§ Exercise passage

»»

Details Shared in Family Killed in California Cliff Plunge

Details Shared in Family Killed in California Cliff Plunge
Some of the Hart family at the annual celebration of "The Goonies" movie in Astoria, Ore., in June 2014. (Thomas Boyd/The Oregonian via AP, File)
The Associated Press
4/3/2019
Updated:
4/3/2019

WILLITS, Calif.—Officials shared grisly details of the deaths of a family whose SUV plunged off a cliff off Northern California’s coast during a coroner’s inquest Wednesday, April 3, to help them classify the deaths.

Law enforcement officials and a forensic pathologist testified on the first of two days of testimony before a jury that will decide whether the March 2018 deaths of Jen and Sarah Hart and their six adopted children were accidental, a murder-suicide, or undetermined.

The crash happened just days after authorities in Washington state, where the family moved in 2017 from Oregon, opened an investigation following allegations the children were being neglected.

A neighbor of the Harts in Woodland, Washington, had filed a complaint with the state, saying the children were apparently being deprived of food as punishment. No one answered when social workers checking on the report went to the family’s home near Portland, Oregon, on March 23.

Three days later, their SUV was found partially submerged on the ocean, below a rugged cliff.

The bodies of the women were inside the SUV when it was discovered, but one of them fell out as the vehicle was being towed up the cliff off the coast of Mendocino County, Sheriff Deputy Robert Julian said.

Julian testified he was able to identify Sarah Hart through a Minnesota driver’s license found near the car.

“I wasn’t able to identify Jennifer Hart due to her fall,” Julian said.

The bodies of siblings Markis, Jeremiah and Abigail Har were found the same day near the car. Weeks later, the body of Ciera Hart was pulled from the Pacific Ocean and human remains found in a shoe were matched to Hannah Hart through DNA testing. The remains of 15-year-old Devonte Hart have not been found.

Jennifer Hart was drunk when she drove her large family off a Northern California cliff, authorities said.

««

§ Work request
Please continue the news report on the Hart family's cliff crash, picking up after its final sentence.

§ Excerpted data
»»

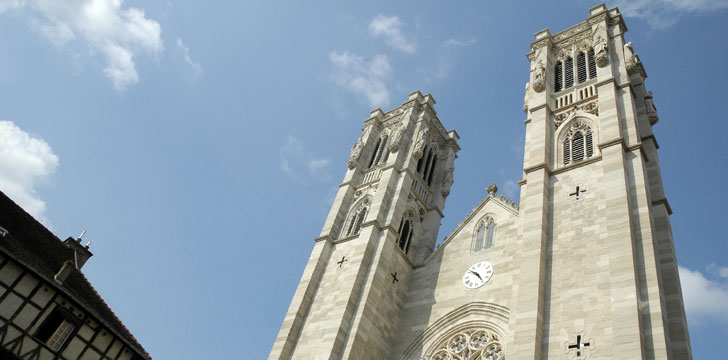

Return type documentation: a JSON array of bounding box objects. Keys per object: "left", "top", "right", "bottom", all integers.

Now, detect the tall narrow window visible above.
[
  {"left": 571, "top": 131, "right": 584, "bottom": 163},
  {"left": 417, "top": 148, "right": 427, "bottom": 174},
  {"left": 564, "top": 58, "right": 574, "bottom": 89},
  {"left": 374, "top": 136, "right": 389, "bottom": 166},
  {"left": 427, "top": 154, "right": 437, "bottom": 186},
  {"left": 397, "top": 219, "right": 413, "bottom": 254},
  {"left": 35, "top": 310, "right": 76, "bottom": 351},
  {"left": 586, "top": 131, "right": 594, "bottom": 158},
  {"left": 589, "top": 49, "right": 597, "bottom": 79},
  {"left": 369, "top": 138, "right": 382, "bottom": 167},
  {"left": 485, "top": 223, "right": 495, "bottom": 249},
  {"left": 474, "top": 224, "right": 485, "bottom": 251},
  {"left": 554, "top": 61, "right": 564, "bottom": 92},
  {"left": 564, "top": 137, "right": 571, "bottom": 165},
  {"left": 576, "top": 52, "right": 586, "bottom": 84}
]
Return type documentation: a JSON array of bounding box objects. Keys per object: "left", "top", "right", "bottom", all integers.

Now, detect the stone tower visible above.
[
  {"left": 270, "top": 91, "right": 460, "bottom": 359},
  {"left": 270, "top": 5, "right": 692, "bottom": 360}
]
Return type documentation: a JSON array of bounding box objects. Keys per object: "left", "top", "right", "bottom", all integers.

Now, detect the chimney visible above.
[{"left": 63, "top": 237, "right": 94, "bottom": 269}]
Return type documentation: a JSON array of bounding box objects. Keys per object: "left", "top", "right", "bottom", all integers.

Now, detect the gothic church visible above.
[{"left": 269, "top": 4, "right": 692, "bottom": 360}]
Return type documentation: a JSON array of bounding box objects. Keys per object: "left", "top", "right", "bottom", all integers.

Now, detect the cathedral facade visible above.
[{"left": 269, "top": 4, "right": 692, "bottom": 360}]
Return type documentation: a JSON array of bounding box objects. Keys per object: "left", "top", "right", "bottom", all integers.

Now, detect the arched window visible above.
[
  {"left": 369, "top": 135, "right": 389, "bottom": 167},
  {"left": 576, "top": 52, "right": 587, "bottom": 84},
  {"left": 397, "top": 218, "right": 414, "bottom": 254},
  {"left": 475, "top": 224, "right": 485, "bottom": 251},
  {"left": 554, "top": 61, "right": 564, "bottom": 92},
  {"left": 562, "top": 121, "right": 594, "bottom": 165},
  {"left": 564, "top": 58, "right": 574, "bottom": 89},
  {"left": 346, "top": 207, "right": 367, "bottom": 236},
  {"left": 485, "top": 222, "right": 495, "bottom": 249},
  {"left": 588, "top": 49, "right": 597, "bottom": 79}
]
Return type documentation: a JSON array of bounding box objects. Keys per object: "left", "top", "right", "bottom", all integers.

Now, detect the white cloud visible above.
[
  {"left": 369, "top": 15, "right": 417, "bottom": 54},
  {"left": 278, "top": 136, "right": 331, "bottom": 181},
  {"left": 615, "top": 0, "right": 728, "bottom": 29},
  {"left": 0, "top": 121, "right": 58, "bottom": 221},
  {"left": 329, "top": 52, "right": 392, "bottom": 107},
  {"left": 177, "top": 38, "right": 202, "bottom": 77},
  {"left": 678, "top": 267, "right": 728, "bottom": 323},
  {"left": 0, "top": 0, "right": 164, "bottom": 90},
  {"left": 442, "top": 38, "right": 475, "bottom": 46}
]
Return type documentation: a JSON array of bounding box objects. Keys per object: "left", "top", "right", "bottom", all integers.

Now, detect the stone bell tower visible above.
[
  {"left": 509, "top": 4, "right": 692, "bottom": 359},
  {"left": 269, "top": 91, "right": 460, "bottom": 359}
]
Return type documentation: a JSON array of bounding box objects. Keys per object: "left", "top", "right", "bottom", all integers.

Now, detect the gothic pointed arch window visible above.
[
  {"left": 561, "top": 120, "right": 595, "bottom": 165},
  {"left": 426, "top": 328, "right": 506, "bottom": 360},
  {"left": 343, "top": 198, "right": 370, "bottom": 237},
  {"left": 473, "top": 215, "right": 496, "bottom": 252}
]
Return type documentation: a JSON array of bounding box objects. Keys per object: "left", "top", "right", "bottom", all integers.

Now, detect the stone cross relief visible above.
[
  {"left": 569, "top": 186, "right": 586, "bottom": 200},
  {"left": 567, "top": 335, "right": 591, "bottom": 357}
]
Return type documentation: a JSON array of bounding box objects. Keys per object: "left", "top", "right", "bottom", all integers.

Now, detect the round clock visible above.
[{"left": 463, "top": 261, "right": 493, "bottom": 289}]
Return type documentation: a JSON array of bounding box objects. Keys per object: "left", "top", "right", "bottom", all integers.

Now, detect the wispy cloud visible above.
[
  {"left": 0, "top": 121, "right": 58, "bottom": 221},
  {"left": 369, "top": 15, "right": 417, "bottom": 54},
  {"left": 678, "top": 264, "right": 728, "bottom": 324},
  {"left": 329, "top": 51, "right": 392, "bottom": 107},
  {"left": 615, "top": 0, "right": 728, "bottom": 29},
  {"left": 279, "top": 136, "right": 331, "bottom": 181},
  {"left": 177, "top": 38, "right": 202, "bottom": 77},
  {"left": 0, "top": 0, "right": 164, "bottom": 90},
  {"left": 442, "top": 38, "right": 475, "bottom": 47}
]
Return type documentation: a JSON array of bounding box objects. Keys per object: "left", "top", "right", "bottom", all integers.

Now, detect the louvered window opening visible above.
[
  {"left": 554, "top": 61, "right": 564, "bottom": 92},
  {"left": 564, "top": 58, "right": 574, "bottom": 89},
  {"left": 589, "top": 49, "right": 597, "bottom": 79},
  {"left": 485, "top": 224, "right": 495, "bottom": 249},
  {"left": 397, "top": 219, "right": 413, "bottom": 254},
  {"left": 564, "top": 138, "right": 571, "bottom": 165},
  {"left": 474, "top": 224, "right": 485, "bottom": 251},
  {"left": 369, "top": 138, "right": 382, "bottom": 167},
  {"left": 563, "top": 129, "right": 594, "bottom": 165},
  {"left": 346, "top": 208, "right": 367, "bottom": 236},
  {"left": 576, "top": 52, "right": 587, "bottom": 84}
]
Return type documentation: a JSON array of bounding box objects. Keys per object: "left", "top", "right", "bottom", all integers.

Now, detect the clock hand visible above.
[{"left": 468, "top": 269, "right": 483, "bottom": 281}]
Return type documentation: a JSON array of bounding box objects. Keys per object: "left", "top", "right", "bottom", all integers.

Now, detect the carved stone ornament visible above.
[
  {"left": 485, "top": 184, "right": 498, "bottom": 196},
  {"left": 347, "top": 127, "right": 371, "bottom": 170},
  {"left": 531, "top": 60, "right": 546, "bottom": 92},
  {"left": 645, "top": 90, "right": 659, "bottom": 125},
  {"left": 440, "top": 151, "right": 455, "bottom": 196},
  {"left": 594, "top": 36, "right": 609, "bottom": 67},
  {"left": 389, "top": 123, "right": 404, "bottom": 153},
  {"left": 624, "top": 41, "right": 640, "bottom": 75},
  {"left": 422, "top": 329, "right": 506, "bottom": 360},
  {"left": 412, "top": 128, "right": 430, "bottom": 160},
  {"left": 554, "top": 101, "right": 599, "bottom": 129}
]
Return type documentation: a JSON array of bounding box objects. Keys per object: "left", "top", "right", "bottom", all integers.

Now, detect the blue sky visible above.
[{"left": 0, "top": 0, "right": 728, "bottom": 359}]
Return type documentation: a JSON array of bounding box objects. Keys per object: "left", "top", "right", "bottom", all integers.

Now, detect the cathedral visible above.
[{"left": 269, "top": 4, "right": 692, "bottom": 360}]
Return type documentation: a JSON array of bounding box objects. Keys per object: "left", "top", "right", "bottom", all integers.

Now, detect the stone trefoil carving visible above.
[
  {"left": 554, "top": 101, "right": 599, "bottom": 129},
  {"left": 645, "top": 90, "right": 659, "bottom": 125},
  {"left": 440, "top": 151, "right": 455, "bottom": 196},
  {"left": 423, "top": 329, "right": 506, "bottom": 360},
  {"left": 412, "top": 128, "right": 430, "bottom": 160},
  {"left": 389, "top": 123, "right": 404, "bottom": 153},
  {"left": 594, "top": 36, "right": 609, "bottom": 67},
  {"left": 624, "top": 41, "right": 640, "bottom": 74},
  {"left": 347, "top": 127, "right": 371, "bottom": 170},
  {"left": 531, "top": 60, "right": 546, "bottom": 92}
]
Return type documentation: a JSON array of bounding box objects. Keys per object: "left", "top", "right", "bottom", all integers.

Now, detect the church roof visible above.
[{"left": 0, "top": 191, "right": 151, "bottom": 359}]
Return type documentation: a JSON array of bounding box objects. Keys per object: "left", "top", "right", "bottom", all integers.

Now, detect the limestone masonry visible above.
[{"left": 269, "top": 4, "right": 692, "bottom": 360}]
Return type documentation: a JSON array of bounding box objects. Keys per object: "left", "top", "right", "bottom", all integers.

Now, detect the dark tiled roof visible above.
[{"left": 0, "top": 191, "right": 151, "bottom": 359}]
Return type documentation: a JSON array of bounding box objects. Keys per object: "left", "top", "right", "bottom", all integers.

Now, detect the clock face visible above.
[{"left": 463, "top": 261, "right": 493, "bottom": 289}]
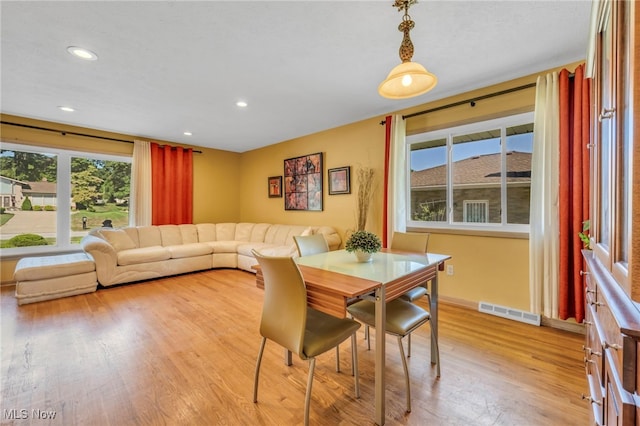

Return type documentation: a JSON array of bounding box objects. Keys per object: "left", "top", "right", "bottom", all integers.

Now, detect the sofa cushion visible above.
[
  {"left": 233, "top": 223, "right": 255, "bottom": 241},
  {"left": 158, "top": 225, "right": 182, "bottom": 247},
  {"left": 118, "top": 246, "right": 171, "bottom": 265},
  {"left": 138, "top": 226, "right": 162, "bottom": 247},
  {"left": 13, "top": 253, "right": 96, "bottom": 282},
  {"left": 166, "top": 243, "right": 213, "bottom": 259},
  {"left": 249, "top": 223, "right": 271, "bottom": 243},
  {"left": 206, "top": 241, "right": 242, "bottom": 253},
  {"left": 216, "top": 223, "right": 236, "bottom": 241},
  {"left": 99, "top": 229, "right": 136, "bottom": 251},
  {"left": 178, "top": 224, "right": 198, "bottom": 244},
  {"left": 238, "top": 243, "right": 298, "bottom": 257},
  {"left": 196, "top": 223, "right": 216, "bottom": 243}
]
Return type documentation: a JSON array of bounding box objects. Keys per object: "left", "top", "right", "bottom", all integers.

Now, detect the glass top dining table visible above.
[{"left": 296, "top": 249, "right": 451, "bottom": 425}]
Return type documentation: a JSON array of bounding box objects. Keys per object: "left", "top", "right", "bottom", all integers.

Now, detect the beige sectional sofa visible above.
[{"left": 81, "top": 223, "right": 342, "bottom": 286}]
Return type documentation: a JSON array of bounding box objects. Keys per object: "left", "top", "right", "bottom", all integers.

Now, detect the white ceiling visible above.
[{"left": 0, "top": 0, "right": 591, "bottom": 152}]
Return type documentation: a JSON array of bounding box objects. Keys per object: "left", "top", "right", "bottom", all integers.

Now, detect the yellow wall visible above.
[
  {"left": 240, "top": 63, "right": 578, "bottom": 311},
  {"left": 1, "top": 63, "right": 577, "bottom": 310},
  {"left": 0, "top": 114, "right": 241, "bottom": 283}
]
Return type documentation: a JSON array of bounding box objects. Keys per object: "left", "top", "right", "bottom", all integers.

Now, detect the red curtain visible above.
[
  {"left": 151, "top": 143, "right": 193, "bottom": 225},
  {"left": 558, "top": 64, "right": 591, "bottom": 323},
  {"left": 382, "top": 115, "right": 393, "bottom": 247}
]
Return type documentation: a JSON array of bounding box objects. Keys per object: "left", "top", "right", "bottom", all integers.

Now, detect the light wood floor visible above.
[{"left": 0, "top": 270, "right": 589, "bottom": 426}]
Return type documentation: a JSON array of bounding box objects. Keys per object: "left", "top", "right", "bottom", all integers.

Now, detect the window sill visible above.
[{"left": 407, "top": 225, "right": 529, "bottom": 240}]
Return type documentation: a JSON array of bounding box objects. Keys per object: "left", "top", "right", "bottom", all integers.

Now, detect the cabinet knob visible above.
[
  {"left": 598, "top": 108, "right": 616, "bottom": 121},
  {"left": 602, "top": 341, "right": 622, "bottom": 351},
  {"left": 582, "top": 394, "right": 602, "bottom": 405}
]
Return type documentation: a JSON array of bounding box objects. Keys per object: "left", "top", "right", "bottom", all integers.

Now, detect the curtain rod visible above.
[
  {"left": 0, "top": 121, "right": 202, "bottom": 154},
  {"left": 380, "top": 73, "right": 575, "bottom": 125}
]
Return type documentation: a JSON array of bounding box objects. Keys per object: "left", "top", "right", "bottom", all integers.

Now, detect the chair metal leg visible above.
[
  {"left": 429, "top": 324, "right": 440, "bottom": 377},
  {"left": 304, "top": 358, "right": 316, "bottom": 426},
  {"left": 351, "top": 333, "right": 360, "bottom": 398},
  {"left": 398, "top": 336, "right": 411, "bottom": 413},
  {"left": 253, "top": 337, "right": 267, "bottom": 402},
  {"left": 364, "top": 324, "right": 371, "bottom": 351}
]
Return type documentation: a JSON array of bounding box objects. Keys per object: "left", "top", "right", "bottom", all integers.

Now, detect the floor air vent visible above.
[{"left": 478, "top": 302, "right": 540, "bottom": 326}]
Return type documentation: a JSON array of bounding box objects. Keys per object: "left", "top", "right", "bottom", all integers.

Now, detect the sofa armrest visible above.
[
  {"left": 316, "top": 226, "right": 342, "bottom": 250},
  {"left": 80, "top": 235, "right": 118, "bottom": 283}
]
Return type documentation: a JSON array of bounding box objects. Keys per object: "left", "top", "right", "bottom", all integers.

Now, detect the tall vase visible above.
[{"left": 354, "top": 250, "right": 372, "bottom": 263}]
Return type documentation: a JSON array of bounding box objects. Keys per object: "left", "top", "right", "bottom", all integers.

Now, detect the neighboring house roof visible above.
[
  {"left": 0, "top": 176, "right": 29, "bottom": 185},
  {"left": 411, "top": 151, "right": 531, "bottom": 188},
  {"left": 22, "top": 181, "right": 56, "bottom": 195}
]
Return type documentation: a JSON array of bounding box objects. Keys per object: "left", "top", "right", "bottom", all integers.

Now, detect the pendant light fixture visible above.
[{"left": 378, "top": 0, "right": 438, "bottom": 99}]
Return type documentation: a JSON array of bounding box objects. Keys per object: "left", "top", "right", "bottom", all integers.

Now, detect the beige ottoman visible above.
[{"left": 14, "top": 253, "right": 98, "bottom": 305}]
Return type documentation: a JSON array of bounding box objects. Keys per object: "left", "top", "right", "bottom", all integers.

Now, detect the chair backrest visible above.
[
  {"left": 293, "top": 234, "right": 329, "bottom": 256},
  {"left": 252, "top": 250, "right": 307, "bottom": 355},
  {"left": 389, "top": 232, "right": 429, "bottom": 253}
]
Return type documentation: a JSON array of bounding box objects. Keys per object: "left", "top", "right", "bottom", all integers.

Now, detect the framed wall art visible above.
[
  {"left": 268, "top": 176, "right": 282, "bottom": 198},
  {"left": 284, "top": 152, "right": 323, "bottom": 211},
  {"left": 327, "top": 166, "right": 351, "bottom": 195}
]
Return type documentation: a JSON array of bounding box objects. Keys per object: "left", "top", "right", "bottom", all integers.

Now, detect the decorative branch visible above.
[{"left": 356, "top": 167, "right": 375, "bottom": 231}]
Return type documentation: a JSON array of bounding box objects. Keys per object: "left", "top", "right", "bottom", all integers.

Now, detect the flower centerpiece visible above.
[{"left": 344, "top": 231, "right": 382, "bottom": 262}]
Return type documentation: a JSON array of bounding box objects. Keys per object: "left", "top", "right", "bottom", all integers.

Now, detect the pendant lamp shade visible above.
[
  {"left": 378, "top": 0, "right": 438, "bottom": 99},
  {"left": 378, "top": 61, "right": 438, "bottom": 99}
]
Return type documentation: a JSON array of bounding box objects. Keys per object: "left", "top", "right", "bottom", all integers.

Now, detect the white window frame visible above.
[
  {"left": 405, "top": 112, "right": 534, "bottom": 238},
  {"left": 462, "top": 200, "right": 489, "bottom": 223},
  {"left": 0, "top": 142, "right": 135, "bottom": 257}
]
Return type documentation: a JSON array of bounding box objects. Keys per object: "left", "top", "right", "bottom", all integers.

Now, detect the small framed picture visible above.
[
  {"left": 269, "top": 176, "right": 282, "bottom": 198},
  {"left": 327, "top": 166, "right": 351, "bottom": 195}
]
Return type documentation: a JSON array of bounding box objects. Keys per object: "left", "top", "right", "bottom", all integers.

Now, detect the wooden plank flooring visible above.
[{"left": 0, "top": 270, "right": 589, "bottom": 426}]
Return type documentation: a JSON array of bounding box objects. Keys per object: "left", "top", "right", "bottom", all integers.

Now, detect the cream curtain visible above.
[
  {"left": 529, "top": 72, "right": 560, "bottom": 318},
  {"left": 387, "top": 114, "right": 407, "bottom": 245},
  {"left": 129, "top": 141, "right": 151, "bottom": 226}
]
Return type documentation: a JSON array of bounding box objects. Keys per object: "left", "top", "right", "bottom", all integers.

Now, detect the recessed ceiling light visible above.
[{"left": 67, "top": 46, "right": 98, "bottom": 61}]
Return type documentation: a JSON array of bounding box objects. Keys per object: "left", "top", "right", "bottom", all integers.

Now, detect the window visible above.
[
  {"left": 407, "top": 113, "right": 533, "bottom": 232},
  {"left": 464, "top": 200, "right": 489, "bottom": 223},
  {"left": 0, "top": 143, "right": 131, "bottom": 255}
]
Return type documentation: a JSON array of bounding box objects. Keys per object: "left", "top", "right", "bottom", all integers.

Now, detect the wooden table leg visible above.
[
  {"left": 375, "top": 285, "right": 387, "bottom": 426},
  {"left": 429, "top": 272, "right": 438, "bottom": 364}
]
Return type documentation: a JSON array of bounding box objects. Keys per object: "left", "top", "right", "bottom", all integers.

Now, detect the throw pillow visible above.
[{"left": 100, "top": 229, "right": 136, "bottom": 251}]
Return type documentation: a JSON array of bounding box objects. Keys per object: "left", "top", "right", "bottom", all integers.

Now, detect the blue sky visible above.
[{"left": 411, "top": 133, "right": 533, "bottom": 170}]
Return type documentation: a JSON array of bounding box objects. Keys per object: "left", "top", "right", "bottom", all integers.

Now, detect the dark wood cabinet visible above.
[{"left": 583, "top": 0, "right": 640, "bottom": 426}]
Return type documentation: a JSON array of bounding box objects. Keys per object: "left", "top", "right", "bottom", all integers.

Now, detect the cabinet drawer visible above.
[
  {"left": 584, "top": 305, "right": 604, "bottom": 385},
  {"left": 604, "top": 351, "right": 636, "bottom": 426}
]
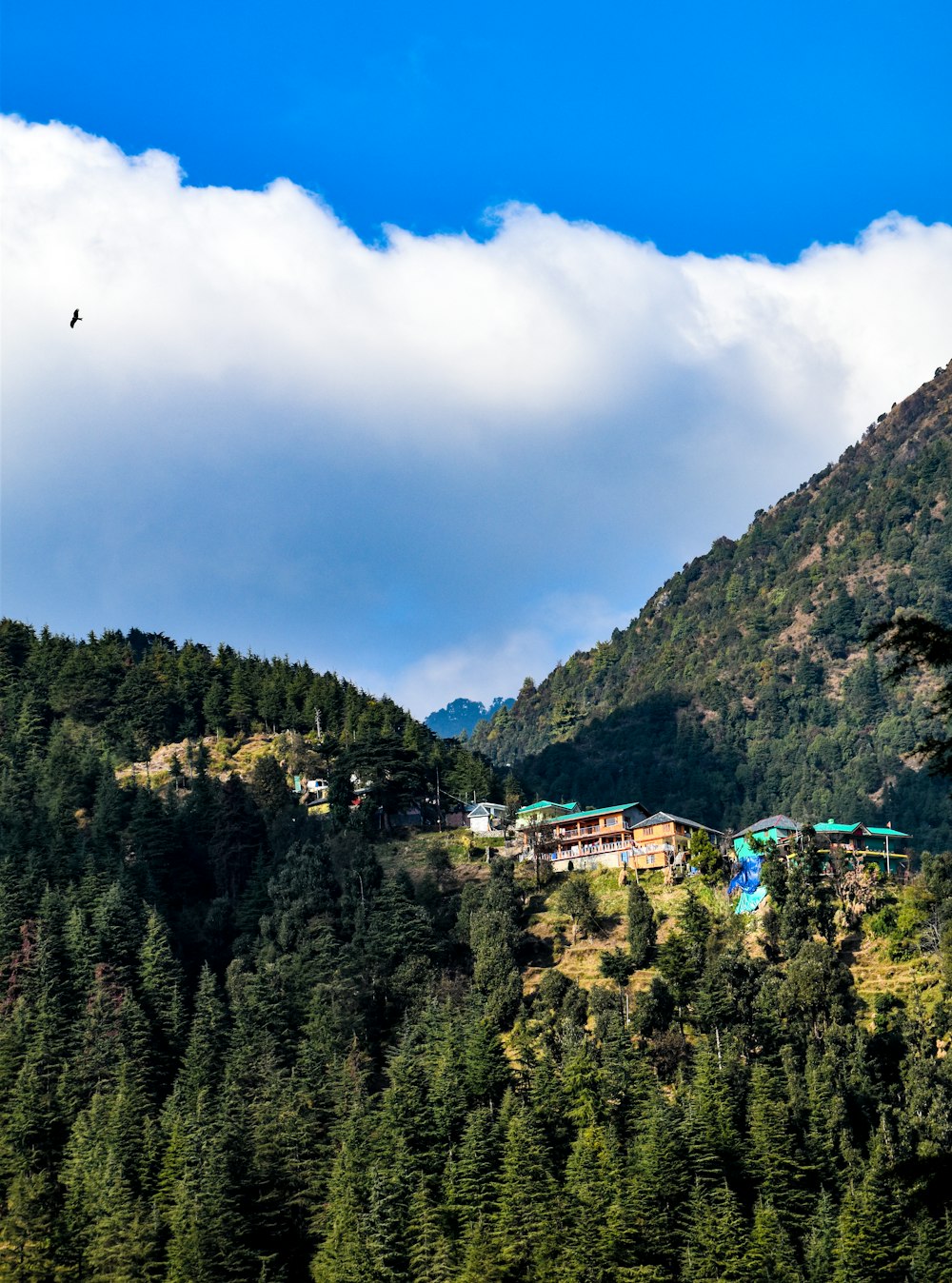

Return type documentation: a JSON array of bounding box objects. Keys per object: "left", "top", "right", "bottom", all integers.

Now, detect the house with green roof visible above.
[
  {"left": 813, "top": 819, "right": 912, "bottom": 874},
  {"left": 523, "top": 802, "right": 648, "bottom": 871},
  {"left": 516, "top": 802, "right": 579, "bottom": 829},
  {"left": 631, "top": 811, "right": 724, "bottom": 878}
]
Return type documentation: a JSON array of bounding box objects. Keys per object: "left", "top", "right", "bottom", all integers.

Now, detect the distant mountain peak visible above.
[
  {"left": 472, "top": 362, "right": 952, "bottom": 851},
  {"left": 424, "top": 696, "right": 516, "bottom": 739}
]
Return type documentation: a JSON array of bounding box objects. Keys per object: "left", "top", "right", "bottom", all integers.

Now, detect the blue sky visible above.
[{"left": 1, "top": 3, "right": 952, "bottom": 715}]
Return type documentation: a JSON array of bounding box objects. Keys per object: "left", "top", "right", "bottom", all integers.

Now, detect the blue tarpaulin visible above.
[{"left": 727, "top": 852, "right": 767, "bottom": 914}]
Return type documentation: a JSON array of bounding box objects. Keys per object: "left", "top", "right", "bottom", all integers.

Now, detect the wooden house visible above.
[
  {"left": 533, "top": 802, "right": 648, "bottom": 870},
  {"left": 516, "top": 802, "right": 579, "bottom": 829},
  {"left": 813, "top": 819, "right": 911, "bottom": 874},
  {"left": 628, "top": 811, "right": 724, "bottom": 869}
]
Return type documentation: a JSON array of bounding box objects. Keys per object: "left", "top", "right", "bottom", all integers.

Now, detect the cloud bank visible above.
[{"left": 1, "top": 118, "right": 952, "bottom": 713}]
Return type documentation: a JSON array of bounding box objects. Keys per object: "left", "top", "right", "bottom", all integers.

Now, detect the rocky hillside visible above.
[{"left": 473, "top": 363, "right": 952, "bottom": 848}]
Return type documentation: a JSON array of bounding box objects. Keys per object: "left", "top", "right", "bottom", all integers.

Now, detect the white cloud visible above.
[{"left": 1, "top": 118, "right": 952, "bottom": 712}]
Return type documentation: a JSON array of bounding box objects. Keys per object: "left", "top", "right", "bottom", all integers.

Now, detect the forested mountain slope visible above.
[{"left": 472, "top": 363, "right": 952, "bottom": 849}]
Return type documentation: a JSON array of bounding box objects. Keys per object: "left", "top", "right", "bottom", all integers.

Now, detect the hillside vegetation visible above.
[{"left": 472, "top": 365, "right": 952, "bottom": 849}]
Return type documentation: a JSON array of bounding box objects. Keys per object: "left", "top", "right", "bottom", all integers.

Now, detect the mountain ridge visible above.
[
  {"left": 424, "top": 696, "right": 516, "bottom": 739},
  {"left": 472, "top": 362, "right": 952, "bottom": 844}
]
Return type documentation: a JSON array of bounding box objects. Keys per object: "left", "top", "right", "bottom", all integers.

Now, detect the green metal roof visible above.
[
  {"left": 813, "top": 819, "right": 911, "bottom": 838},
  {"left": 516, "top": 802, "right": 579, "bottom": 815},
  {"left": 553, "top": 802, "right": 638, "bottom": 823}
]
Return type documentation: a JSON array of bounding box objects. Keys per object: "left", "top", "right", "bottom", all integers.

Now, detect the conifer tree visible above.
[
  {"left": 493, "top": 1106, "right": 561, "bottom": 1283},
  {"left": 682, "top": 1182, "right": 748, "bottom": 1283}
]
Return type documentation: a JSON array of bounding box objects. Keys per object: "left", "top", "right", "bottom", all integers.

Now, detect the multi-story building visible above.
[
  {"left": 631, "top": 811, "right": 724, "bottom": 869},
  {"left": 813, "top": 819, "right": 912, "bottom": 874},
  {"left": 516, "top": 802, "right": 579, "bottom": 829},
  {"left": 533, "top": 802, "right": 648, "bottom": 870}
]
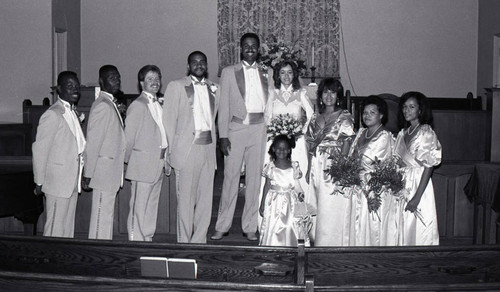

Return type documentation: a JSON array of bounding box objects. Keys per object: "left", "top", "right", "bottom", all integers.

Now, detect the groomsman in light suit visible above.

««

§ Output below
The clifftop in Mendocino County where the SUV was found on March 26, 2018. (Mendocino County Sheriff)
The clifftop in Mendocino County where the SUV was found on March 26, 2018. (Mendocino County Sheriff)

Greg Pizarro, a forensic pathologist, testified Wednesday an autopsy found she had an alcohol level of 0.102. California drivers are considered drunk with a level of 0.08 or higher.

Pizarro said her cause of death was a broken neck.

Her wife, Sarah, and several children had large amounts of a drug in their systems that can cause drowsiness, authorities have said.

The family’s SUV plunged off a seaside cliff more than 160 miles north of San Francisco.

A helicopter hovers over steep coastal cliffs near Mendocino, Calif., where a vehicle, visible at lower right, plunged about 100 feet off a cliff along Highway 1, killing all passengers, on March 27, 2018. (California Highway Patrol via AP, File)
A helicopter hovers over steep coastal cliffs near Mendocino, Calif., where a vehicle, visible at lower right, plunged about 100 feet off a cliff along Highway 1, killing all passengers, on March 27, 2018. (California Highway Patrol via AP, File)

Sarah Hart pleaded guilty in 2011 to a domestic assault charge in Minnesota over what she said was a spanking given to one of her children. Oregon child welfare officials also investigated the couple in 2013, but closed the case without taking any action.